> **Direction**
Please write out the items word for word, starting with the line that contains "query: the noun phrase to segment: cornice" and going on through the line that contains "M 160 8 L 160", with both of those lines included.

> **Provided data**
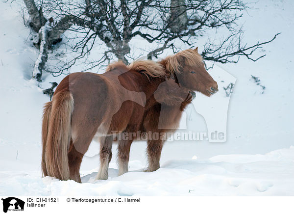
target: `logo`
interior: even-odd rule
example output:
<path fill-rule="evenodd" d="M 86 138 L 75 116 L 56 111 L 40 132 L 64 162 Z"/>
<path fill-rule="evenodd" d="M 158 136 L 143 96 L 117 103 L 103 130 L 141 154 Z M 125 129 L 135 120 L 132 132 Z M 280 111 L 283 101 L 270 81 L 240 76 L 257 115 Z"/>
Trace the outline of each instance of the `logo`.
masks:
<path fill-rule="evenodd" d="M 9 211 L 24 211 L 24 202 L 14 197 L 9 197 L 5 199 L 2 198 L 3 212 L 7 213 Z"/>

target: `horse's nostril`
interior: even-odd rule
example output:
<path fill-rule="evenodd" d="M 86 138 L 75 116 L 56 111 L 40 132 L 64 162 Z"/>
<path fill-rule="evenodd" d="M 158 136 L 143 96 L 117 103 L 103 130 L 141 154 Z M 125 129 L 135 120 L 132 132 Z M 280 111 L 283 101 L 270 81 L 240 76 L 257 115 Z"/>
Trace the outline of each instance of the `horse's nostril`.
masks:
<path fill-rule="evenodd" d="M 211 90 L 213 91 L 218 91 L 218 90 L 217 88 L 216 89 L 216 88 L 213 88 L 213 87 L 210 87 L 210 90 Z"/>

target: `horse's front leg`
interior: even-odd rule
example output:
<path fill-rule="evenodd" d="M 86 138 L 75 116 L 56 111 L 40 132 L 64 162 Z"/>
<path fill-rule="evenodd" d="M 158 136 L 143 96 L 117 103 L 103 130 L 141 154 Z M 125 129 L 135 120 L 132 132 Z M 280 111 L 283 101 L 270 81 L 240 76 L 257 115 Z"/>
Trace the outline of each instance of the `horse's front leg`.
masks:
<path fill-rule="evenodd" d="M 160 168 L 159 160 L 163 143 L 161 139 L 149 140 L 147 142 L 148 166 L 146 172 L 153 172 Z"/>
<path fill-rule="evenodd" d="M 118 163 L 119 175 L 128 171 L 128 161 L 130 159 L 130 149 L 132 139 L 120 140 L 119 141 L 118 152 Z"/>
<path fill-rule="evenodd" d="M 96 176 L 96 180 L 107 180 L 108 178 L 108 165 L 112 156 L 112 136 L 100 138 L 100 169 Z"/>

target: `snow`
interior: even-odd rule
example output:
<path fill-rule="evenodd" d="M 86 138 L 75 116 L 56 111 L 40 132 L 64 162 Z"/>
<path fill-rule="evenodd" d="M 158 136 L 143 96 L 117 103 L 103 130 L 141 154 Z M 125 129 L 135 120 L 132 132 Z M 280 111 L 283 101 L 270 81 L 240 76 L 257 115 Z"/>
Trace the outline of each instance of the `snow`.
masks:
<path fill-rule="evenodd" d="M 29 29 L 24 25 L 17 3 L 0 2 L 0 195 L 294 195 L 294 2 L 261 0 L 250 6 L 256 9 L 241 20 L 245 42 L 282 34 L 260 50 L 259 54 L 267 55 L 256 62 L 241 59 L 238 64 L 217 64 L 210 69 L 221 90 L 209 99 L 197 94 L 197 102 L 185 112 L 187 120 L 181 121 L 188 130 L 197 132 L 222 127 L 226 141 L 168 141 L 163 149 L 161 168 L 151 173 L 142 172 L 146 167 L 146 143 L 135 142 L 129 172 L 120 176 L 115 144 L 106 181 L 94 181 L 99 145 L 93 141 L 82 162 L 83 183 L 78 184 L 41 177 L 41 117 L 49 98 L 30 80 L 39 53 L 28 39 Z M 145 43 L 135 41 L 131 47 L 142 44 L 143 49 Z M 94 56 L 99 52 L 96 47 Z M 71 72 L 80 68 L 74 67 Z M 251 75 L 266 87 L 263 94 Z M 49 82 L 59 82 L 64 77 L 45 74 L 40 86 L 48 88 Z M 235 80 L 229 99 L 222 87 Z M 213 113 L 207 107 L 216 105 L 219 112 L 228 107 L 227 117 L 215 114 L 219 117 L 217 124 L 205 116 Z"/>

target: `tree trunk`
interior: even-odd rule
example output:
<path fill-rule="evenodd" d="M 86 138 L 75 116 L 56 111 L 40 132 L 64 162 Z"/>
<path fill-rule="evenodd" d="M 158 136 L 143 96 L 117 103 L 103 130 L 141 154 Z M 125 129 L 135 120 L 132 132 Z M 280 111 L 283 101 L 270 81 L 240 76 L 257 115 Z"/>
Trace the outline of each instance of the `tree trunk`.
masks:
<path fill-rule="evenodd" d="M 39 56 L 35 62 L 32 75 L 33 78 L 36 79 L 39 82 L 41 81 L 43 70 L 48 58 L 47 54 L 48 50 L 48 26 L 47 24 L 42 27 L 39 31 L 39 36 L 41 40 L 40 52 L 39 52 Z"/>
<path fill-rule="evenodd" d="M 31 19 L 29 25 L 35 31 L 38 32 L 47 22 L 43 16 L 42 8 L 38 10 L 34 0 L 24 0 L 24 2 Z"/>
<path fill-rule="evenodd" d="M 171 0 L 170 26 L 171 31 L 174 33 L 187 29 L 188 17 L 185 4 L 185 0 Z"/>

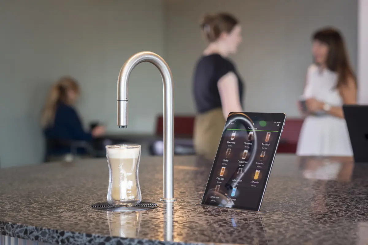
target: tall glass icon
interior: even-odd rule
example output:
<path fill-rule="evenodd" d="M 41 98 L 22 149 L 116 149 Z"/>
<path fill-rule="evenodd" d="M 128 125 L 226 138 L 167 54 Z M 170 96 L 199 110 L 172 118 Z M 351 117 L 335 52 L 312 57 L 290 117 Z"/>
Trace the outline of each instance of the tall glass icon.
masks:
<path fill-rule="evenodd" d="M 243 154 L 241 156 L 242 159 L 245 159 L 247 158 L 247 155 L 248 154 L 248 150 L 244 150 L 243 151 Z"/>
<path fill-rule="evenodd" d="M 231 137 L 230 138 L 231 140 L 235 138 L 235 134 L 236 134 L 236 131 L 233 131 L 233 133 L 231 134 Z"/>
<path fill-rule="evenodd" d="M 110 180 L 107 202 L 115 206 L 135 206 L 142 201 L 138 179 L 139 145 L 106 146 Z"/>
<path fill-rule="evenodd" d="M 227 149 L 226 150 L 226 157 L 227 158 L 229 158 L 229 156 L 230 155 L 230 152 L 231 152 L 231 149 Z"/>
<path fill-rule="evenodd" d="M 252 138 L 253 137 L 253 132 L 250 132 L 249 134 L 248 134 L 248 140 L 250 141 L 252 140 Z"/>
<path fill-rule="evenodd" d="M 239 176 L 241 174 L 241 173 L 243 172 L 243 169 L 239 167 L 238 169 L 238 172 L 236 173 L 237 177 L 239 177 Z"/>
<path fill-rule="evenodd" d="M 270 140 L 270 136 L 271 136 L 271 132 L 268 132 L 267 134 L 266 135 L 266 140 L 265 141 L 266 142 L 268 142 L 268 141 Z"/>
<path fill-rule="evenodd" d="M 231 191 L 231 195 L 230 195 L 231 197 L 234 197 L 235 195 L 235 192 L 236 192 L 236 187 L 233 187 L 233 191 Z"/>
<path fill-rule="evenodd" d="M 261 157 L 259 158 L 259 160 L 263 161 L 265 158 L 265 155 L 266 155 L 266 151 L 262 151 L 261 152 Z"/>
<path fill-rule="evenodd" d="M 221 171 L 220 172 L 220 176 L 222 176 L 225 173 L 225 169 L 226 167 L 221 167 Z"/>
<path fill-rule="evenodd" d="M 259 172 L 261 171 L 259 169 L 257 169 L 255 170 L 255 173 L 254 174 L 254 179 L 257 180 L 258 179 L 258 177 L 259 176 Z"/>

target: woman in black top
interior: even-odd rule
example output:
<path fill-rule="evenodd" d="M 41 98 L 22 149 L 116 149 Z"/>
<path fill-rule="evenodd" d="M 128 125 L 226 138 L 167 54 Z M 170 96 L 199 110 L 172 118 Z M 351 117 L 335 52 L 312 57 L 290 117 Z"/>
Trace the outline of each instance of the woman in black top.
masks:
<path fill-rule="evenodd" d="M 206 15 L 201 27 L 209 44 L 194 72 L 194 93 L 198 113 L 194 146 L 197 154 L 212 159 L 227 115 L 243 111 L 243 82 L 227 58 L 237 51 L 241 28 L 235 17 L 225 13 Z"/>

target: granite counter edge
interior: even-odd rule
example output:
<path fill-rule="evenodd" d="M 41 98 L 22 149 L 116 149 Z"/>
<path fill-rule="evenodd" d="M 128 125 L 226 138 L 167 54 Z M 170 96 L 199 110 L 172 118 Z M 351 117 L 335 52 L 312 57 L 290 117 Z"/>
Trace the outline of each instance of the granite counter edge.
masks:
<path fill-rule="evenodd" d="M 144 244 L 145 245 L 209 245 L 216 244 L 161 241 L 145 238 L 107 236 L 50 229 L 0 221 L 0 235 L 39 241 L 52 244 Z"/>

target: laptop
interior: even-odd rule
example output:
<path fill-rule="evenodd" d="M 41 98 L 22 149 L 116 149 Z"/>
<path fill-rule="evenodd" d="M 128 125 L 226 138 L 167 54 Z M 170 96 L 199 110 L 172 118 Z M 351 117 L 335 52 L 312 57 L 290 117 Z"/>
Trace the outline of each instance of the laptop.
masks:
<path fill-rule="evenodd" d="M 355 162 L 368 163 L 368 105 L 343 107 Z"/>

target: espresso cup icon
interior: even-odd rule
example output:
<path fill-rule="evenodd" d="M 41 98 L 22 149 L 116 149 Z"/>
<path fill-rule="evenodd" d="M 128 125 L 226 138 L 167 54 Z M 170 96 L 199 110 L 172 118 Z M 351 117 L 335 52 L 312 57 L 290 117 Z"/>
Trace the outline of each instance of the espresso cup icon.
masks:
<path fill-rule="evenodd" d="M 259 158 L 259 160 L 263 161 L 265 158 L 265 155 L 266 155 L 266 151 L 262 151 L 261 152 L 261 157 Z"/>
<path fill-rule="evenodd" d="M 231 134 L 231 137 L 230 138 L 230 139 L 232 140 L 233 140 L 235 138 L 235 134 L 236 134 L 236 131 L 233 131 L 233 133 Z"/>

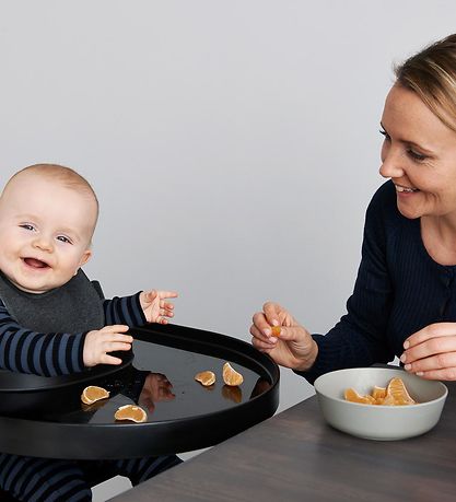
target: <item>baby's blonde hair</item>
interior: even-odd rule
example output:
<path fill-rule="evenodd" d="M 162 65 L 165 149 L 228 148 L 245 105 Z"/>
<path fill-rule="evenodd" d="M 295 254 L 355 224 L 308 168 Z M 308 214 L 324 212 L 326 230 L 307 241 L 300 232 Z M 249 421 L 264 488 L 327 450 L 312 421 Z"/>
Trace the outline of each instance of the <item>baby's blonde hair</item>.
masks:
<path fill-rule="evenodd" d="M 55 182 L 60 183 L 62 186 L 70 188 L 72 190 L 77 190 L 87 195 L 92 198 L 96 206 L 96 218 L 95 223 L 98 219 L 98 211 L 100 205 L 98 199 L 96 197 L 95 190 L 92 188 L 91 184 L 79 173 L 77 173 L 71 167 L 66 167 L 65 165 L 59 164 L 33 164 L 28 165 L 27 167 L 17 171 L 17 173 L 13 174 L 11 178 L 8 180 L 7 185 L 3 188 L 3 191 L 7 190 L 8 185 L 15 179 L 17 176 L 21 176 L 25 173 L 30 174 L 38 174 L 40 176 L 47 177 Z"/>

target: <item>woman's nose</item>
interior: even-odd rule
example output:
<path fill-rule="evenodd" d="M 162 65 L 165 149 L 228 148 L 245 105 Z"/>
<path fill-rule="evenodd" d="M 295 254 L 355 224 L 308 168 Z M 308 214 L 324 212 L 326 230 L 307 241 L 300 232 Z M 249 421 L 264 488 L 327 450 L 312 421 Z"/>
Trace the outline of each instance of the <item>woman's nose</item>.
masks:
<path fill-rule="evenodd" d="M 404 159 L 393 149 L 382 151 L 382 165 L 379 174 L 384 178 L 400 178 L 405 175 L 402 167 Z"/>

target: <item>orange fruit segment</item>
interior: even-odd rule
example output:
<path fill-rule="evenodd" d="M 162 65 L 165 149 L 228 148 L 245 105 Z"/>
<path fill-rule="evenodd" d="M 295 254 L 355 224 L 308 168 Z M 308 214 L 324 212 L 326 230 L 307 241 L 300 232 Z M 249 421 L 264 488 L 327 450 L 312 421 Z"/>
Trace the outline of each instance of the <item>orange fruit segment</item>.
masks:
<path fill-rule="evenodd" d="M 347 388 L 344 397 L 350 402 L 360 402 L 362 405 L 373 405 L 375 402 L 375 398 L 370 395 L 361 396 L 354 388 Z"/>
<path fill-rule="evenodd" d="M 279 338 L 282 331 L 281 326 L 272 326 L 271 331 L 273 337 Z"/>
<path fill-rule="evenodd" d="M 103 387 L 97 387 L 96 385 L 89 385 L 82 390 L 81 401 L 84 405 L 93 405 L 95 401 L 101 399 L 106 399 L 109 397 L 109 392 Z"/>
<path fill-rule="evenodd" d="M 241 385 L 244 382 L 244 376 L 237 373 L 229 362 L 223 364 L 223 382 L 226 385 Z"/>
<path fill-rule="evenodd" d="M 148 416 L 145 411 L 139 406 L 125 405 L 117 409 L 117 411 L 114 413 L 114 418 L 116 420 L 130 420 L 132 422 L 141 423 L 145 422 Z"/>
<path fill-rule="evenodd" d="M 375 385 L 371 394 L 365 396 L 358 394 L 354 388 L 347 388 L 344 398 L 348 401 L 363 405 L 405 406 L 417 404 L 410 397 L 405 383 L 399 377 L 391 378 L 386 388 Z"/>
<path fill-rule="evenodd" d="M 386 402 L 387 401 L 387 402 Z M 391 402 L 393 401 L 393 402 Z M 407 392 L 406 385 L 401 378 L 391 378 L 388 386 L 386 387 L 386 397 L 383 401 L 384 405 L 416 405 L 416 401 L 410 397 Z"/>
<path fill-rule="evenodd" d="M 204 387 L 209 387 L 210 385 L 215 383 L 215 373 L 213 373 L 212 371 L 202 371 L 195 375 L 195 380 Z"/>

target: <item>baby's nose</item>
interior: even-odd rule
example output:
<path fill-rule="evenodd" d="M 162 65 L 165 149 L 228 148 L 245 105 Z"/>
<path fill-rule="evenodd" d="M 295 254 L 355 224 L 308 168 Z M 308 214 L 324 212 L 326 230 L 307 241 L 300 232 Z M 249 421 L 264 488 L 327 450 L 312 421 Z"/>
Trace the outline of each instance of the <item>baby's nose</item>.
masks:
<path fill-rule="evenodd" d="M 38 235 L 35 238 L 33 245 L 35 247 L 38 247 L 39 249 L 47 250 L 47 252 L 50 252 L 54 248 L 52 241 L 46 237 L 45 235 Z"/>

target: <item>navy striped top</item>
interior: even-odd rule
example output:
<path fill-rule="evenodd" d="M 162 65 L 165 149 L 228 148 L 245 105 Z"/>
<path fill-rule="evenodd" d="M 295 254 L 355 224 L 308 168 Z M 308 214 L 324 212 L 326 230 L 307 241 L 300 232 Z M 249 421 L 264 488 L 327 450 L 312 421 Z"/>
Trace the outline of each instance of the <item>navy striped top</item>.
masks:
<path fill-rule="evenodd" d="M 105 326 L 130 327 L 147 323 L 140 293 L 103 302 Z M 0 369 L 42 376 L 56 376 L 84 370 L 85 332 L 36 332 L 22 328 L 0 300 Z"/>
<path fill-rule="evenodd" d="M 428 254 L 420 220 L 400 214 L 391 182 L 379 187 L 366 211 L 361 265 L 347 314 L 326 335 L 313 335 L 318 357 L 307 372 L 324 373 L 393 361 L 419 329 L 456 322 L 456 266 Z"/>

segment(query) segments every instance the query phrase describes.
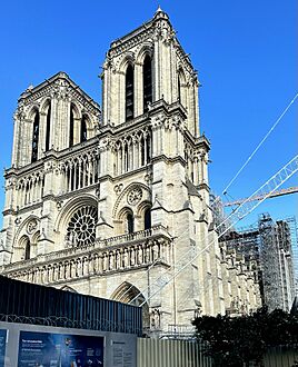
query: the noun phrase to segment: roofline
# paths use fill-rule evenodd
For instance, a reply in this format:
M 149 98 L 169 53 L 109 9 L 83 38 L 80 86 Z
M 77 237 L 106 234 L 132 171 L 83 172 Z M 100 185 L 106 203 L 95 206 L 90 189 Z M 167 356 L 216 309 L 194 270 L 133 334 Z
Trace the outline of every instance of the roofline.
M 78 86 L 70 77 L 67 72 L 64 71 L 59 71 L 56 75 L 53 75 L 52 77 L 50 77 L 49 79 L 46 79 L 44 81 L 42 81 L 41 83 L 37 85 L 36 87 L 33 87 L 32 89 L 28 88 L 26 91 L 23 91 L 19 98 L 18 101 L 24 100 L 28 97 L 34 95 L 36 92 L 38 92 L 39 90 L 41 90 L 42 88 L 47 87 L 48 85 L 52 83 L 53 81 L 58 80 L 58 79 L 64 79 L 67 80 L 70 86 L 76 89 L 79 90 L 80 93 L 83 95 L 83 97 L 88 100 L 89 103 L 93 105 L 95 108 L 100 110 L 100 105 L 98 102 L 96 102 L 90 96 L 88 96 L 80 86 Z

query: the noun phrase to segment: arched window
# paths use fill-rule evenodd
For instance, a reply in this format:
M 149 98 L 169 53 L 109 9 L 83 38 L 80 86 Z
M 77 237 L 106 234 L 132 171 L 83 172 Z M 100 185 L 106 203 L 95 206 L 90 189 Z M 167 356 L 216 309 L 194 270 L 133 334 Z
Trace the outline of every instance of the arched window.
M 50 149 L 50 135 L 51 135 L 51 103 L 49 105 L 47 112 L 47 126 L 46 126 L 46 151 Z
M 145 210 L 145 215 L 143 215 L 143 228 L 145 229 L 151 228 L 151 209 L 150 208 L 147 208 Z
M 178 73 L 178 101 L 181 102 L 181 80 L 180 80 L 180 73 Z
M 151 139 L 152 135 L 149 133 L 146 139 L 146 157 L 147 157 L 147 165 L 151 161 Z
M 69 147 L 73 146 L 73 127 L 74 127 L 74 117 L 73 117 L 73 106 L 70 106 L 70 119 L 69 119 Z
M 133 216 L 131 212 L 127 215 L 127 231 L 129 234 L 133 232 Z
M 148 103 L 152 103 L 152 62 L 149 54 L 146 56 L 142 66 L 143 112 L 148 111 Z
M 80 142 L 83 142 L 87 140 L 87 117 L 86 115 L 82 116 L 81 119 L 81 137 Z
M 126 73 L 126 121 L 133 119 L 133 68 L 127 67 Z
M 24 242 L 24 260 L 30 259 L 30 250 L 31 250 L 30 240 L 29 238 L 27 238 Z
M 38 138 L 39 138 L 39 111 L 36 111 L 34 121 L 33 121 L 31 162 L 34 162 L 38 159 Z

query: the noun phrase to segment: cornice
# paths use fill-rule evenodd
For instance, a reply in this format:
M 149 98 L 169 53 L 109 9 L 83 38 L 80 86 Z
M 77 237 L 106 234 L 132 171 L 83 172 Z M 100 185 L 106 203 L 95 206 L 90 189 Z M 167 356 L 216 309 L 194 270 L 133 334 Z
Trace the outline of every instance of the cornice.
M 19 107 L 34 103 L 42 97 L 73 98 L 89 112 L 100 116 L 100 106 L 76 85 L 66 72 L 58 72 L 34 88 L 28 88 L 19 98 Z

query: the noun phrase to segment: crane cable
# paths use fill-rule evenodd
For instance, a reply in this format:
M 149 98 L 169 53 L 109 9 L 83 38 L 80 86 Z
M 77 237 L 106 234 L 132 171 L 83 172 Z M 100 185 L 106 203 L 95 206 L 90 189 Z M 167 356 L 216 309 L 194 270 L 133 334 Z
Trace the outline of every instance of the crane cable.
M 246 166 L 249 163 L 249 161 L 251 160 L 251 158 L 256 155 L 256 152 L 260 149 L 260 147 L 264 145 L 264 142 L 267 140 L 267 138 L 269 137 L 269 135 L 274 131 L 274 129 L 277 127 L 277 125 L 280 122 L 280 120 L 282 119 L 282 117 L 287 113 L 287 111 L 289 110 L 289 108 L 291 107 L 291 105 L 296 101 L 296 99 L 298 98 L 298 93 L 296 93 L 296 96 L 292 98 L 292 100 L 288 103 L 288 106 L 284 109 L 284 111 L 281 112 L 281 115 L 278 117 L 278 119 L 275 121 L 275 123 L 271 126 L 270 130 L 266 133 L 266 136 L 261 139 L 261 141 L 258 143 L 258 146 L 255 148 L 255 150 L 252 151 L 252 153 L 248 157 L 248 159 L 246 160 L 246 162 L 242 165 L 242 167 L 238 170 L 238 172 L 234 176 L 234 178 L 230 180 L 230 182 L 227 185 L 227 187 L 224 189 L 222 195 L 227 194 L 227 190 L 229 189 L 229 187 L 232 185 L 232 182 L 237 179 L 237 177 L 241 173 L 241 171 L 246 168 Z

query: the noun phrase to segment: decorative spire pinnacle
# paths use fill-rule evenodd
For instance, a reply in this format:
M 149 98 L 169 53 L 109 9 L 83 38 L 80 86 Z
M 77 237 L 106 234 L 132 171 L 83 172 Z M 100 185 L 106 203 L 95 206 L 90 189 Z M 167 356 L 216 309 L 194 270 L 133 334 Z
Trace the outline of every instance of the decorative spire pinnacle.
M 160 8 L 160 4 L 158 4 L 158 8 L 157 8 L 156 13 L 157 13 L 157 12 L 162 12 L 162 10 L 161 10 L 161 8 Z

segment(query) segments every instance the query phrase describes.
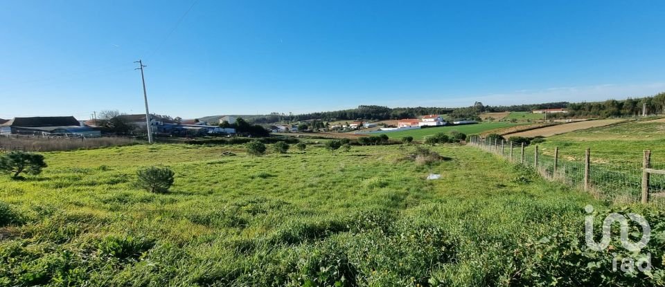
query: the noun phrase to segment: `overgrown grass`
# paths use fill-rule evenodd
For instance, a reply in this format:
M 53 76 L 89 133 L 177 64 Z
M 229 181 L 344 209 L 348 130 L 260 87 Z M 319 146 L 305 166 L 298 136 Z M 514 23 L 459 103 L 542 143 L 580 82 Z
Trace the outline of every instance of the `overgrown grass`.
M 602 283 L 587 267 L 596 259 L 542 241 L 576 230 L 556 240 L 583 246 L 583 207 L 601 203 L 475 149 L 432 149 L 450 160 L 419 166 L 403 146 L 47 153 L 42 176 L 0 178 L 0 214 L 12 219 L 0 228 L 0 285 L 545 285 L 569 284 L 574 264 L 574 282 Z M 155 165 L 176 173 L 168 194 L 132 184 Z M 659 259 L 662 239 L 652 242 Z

> **Answer to this task**
query: the noun phrase to segment: cornice
# paths use fill-rule evenodd
For instance, a reply in this format:
M 149 98 L 169 53 L 109 9 L 83 38 L 80 86 Z
M 77 237 L 106 234 L 132 171 L 83 172 Z M 100 185 L 106 203 L 95 206 L 90 189 Z M 167 356 L 216 309 L 194 270 L 133 334 Z
Trace the outline of every instance of the cornice.
M 19 107 L 34 103 L 42 97 L 73 98 L 89 112 L 100 116 L 100 106 L 76 85 L 66 72 L 58 72 L 34 88 L 28 88 L 19 98 Z

query: the noun phrase to segment: crane cable
# paths use fill-rule evenodd
For instance, a reply in this format:
M 149 98 L 169 53 L 109 9 L 83 38 L 80 86 Z
M 77 237 L 106 234 L 132 171 L 83 172 Z M 100 185 L 106 203 L 95 206 L 90 189 Z M 167 356 L 216 309 L 194 270 L 133 334 Z
Trace the outline of every instance of the crane cable.
M 246 166 L 249 163 L 249 161 L 251 160 L 251 158 L 256 155 L 256 152 L 260 149 L 260 147 L 264 145 L 264 142 L 267 140 L 267 138 L 269 137 L 269 135 L 274 131 L 274 129 L 277 127 L 277 125 L 280 122 L 280 120 L 282 119 L 282 117 L 287 113 L 287 111 L 289 110 L 289 108 L 291 107 L 291 105 L 296 101 L 296 99 L 298 98 L 298 93 L 296 93 L 296 96 L 292 98 L 292 100 L 288 103 L 288 106 L 284 109 L 284 111 L 281 112 L 281 115 L 278 117 L 278 119 L 275 121 L 275 123 L 271 126 L 270 130 L 266 133 L 266 136 L 261 139 L 261 141 L 258 143 L 258 146 L 255 148 L 255 150 L 252 151 L 252 153 L 248 157 L 248 159 L 246 160 L 246 162 L 242 165 L 242 167 L 238 170 L 238 172 L 234 176 L 234 178 L 230 180 L 230 182 L 227 185 L 227 187 L 224 189 L 222 195 L 227 194 L 227 190 L 229 189 L 229 187 L 232 185 L 232 182 L 237 179 L 237 177 L 241 173 L 241 171 L 246 168 Z

query: the noun phrase to segment: decorative spire pinnacle
# paths use fill-rule evenodd
For instance, a reply in this format:
M 149 98 L 169 53 L 109 9 L 83 38 L 80 86 Z
M 77 237 L 106 234 L 132 171 L 83 172 Z M 100 185 L 106 203 L 95 206 L 90 189 Z M 167 356 L 216 309 L 194 270 L 133 334 Z
Trace the outline of every instance of the decorative spire pinnacle.
M 160 8 L 160 4 L 158 4 L 158 8 L 157 8 L 156 13 L 157 13 L 157 12 L 162 12 L 162 10 L 161 10 L 161 8 Z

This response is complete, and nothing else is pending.